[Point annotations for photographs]

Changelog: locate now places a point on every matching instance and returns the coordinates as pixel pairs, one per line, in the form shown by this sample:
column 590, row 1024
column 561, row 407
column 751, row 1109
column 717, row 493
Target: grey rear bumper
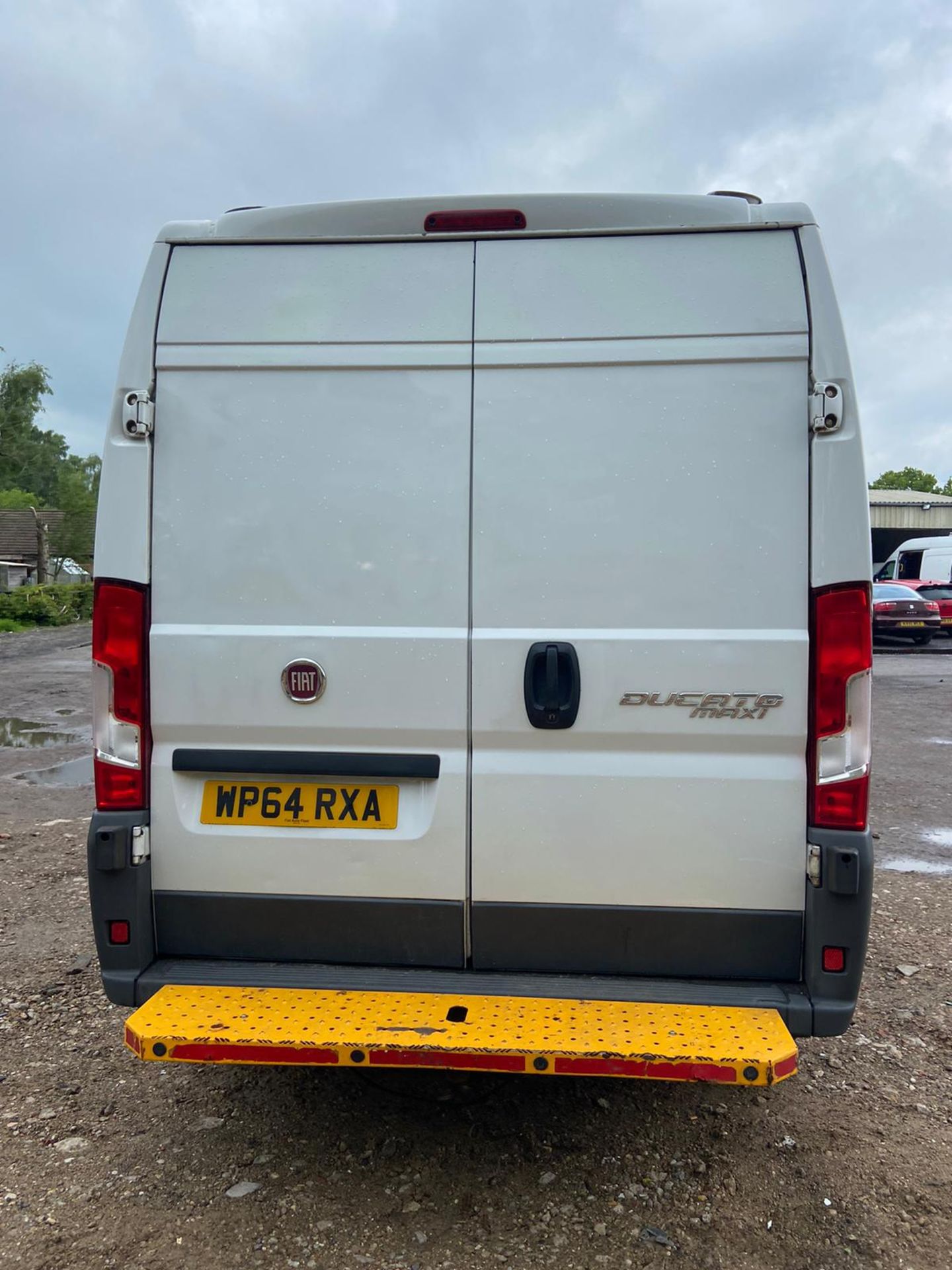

What you have to do – Format every line of the rows above as a numbered list, omitting blank lines and leaving the pictures out of the answer.

Task result –
1. Changelog: locate now places a point on every matching instance and returns the coordinates as pixel pairs, one per line, in the form shown by this sample:
2. column 590, row 1024
3. column 561, row 407
4. column 751, row 1109
5. column 717, row 493
6. Target: grey rear bumper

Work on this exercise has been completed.